[WRITTEN TASK]
Find every line in the data below that contains the word "brown" and copy each of those lines.
[Start EXERCISE MATERIAL]
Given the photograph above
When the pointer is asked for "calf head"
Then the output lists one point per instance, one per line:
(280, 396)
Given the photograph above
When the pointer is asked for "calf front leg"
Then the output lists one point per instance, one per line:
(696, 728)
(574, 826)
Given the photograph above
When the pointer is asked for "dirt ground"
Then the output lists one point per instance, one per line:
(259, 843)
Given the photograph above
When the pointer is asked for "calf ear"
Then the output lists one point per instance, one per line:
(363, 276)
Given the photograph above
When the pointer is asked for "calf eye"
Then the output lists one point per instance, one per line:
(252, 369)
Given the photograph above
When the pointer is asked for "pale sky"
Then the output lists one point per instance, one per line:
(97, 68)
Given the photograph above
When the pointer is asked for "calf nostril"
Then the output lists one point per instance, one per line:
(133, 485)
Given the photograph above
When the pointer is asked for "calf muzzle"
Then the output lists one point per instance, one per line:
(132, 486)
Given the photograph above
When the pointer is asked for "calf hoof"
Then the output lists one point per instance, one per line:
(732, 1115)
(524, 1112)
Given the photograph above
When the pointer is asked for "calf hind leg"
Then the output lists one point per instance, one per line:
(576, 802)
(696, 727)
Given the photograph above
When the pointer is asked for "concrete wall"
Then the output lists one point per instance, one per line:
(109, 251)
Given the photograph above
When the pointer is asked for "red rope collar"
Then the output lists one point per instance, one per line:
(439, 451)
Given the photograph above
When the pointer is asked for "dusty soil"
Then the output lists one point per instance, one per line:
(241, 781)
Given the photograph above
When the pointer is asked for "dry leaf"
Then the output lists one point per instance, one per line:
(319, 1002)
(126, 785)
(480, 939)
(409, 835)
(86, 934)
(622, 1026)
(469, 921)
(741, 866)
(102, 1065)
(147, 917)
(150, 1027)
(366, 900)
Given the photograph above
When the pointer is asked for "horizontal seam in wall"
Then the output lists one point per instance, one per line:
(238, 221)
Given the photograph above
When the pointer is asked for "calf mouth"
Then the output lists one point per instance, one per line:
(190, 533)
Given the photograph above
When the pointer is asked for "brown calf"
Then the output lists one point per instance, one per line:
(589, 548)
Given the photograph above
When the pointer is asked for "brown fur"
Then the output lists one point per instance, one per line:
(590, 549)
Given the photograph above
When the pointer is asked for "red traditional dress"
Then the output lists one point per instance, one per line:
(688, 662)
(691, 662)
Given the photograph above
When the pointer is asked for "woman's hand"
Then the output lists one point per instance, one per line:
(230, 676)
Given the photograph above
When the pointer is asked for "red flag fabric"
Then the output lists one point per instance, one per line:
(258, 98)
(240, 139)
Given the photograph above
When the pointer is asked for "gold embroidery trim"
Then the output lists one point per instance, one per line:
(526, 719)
[End EXERCISE MATERIAL]
[FINISHED ANSWER]
When the pointer is asked for "brown calf"
When the pointer is asked for "brown fur"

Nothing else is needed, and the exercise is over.